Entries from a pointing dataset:

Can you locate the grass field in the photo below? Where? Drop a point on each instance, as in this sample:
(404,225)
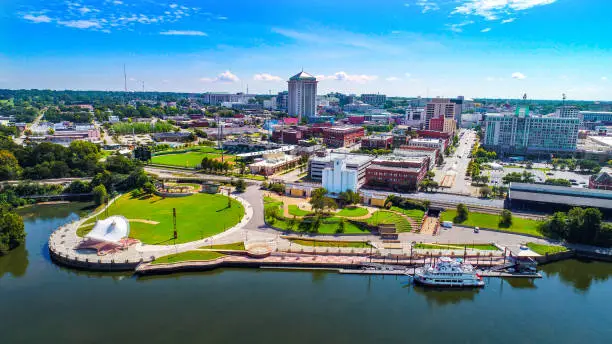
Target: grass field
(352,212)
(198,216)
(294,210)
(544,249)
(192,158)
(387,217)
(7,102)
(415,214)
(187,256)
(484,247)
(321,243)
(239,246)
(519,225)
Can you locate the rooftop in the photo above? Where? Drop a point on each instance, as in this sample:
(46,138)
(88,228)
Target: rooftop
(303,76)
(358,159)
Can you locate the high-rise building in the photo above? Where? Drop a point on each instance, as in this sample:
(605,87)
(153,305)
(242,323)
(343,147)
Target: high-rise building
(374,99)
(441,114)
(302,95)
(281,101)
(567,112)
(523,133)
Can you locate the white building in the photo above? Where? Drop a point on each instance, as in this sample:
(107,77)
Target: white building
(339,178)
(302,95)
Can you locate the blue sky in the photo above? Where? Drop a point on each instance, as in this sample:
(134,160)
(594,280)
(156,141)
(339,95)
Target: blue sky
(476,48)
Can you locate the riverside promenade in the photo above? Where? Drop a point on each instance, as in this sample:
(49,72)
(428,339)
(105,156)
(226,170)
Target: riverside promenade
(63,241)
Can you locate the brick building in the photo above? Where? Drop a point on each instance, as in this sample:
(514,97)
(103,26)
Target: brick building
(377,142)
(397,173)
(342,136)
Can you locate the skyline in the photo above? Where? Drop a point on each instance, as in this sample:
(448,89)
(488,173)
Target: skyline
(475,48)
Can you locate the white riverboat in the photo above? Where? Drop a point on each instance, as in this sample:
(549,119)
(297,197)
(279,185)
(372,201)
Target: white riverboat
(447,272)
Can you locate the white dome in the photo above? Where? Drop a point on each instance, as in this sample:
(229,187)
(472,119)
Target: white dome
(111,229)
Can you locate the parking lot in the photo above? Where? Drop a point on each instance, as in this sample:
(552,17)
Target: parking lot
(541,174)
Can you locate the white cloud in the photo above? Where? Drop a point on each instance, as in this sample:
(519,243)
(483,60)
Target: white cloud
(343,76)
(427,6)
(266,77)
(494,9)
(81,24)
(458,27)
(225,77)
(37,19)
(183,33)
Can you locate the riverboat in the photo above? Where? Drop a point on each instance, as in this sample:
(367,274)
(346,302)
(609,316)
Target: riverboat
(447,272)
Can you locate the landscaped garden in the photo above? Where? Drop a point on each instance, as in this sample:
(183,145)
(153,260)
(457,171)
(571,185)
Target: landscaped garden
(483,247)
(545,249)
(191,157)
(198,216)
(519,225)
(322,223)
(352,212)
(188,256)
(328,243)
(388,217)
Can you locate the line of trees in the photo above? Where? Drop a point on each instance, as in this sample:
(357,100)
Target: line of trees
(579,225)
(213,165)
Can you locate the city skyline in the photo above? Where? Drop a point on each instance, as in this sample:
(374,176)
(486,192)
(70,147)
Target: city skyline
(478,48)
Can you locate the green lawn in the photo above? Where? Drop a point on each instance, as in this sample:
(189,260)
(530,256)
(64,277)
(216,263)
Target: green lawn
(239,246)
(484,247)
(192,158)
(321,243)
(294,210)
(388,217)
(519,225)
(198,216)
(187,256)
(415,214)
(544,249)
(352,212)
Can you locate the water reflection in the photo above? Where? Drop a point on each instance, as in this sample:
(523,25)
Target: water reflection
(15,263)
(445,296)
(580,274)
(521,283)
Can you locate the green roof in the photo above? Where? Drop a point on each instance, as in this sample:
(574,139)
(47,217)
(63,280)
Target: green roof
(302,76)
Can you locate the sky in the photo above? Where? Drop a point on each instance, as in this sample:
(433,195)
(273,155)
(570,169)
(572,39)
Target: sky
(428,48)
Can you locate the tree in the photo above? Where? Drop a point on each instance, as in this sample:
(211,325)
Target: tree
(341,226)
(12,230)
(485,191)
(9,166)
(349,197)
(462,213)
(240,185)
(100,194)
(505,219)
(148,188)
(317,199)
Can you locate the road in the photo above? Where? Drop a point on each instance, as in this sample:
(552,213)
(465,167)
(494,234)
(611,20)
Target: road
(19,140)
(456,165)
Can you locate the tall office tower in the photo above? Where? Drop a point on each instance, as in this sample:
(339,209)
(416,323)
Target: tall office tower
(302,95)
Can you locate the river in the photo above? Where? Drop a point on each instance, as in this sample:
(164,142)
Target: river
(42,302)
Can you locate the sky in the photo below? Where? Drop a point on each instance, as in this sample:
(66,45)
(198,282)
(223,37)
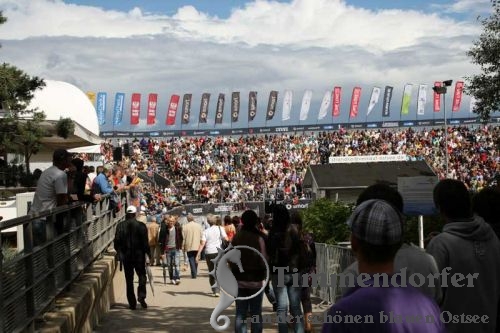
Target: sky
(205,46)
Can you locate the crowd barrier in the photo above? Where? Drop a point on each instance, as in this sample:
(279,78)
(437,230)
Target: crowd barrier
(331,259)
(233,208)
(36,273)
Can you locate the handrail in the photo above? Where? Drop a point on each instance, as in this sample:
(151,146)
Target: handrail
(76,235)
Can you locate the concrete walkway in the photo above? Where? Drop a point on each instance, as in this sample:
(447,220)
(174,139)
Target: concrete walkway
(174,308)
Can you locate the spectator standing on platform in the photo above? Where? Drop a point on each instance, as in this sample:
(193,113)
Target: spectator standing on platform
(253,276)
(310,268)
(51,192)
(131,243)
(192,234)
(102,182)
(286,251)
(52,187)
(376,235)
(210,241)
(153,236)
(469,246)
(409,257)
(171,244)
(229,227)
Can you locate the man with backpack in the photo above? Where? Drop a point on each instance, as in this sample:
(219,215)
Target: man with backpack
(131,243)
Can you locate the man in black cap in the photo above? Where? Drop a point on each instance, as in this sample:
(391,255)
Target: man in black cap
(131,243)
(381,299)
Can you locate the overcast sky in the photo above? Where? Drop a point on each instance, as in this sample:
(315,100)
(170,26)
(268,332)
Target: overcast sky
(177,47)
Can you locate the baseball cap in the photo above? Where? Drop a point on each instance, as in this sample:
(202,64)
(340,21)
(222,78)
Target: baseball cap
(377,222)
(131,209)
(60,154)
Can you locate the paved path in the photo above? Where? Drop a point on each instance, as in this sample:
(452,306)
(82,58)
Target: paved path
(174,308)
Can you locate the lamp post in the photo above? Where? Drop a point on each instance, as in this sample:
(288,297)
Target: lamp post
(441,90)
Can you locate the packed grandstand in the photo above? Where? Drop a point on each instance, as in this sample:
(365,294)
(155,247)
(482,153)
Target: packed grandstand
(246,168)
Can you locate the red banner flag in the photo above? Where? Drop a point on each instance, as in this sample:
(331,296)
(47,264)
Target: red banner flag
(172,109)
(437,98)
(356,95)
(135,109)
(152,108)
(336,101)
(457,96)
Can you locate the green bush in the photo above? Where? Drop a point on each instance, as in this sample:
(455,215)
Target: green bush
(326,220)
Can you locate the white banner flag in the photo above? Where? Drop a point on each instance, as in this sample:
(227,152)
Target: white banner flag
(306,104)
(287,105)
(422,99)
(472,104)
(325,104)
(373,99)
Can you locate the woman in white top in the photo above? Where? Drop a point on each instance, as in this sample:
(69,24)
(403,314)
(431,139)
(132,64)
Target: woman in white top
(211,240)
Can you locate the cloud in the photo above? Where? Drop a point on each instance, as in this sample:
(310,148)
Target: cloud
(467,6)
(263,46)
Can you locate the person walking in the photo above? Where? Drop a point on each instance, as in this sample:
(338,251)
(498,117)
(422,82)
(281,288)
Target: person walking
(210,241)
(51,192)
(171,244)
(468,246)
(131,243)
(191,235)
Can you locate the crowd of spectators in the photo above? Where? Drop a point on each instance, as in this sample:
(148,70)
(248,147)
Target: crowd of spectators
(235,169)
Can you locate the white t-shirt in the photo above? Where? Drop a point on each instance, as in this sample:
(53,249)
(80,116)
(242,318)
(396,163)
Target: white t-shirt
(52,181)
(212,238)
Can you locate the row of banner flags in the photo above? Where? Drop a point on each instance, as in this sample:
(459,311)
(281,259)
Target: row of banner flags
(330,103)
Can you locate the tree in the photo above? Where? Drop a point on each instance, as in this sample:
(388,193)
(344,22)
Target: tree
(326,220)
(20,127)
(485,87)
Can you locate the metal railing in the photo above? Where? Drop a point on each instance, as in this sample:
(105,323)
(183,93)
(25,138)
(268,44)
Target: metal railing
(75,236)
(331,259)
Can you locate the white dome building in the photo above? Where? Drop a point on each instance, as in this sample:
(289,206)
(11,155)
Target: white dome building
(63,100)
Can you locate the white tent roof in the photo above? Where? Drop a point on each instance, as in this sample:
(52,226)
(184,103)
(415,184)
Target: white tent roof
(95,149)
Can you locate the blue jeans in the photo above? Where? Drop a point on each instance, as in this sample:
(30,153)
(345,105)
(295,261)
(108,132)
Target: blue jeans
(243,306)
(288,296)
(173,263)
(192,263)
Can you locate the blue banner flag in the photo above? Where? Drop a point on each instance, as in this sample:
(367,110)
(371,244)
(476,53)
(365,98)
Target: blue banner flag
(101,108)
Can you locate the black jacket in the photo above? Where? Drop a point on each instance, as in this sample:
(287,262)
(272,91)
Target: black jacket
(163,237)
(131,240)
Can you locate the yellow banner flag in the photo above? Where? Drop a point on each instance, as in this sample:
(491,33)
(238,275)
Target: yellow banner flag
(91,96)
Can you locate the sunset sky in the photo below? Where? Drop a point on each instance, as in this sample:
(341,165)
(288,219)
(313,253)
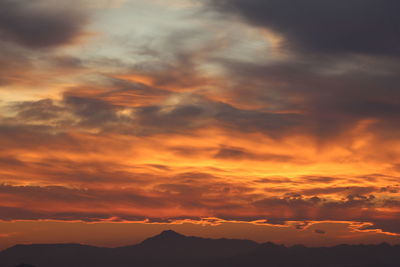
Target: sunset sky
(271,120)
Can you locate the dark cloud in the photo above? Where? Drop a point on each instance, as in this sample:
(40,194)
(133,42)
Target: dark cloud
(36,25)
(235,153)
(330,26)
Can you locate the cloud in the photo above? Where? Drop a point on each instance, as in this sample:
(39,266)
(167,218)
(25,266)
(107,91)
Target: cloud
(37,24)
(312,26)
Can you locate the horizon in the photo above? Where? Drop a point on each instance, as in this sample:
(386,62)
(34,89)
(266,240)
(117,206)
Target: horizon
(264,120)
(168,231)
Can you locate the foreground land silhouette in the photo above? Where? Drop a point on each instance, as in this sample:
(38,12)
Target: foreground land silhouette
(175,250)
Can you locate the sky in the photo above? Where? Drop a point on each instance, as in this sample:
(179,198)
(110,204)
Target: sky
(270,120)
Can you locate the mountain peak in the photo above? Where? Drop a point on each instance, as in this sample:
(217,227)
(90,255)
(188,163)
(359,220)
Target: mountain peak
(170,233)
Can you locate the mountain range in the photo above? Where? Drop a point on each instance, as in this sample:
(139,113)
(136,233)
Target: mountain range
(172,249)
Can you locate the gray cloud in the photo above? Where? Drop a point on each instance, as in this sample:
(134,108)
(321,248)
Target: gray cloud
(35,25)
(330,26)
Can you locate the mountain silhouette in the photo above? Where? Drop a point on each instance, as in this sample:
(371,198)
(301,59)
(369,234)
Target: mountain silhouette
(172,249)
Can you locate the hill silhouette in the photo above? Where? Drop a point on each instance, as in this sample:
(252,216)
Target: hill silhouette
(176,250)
==
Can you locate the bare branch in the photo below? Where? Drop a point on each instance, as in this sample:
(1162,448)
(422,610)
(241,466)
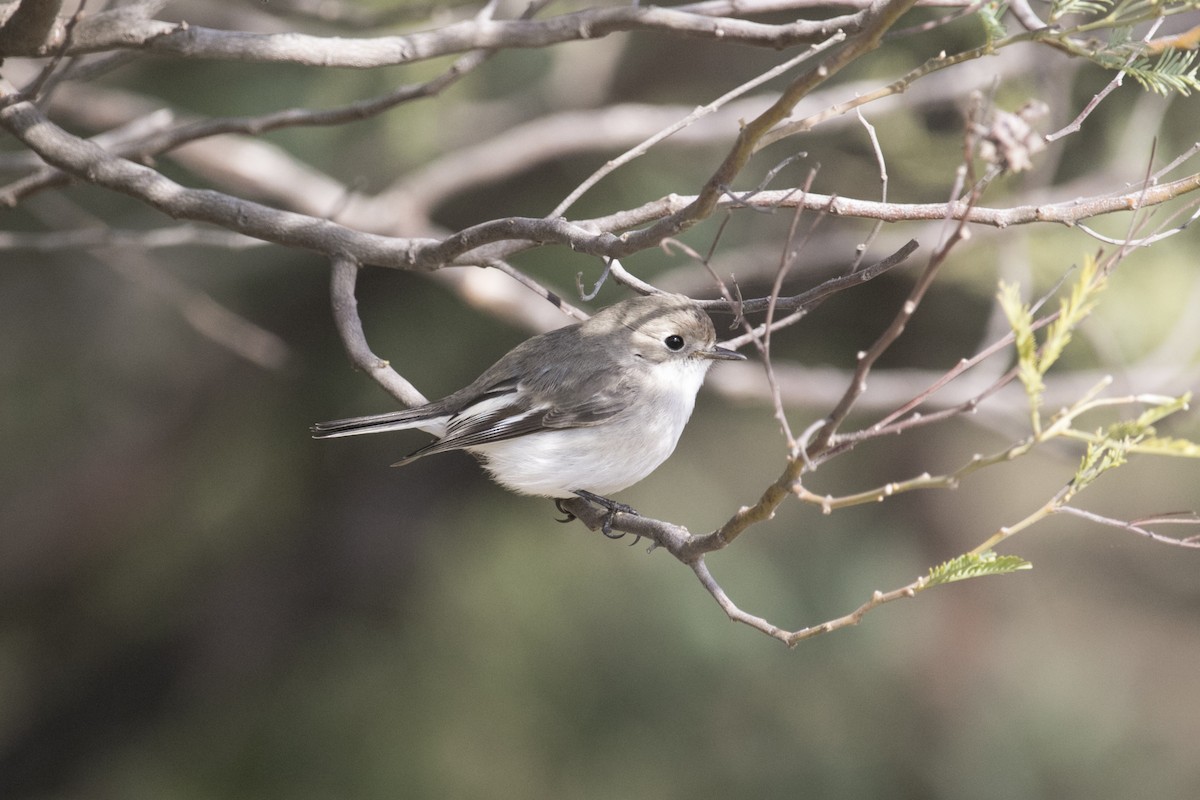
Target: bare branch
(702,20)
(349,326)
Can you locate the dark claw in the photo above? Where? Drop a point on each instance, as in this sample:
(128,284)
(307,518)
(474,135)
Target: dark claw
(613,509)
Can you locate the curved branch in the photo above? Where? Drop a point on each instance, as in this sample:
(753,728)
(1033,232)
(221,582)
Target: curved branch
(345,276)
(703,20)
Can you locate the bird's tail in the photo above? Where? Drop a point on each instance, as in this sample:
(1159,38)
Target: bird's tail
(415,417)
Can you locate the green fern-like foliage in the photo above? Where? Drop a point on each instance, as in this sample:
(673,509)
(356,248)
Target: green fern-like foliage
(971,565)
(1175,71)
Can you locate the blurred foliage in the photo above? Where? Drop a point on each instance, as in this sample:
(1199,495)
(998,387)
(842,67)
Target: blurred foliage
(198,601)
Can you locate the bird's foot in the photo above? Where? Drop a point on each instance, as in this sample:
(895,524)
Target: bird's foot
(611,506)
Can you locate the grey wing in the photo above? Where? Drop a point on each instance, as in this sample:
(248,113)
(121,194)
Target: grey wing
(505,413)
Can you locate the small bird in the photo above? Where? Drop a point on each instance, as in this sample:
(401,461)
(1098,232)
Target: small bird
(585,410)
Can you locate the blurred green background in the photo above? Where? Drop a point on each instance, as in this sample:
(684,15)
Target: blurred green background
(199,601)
==
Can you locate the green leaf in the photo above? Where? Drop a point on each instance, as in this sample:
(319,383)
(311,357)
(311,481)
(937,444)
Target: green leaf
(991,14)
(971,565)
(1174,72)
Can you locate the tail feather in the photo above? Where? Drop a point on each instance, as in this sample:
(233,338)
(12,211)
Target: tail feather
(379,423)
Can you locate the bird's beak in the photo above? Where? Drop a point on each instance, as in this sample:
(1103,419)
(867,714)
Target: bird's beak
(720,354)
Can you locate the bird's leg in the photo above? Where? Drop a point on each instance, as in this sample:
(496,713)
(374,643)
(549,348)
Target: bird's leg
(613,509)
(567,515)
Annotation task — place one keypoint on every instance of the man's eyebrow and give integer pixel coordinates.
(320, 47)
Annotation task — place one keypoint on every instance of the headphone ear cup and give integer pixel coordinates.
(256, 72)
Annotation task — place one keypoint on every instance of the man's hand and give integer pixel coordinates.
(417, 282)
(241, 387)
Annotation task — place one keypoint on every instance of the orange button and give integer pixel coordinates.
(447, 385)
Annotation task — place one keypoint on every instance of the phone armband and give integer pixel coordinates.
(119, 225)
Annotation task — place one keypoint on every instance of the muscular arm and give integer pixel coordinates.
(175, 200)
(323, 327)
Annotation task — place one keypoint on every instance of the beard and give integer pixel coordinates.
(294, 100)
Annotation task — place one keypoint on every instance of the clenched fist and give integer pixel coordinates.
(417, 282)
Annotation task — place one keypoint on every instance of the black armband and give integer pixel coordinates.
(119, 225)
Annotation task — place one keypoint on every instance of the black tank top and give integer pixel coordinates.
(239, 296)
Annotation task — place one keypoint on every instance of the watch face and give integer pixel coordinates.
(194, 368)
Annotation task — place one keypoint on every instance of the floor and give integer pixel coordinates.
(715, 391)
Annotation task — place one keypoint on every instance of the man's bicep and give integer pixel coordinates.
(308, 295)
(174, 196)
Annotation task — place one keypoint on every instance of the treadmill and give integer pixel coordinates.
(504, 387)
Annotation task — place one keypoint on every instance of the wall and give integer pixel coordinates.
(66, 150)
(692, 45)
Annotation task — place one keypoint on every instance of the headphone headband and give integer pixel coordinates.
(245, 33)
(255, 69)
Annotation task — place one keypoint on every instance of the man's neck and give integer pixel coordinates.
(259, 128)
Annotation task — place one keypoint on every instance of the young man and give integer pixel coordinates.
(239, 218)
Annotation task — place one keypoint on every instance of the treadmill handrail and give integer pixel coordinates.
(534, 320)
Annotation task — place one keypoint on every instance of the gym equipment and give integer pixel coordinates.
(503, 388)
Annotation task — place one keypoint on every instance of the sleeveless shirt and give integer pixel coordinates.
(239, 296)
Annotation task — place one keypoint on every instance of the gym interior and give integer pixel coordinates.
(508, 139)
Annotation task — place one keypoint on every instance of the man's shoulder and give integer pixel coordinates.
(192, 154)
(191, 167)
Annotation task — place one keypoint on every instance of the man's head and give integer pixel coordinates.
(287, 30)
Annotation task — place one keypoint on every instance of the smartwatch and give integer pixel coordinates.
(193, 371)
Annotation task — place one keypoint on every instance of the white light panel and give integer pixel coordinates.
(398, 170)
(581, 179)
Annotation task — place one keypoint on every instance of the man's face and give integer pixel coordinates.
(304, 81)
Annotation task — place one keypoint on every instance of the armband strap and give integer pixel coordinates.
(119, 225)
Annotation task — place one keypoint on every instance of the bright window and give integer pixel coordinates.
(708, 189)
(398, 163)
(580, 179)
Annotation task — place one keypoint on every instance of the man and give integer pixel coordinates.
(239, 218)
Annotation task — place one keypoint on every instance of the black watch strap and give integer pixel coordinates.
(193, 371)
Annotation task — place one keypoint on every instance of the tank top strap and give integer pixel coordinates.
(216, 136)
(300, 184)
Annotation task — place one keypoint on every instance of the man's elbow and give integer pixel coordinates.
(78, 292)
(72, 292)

Written instruction:
Find every line in the entries above that contains the string "city", matching case exactly, and copy each of those lines.

Response to the task:
Can you locate the city skyline in the photo above? Where? Drop a point on each instance, as in this sample:
Target: city skyline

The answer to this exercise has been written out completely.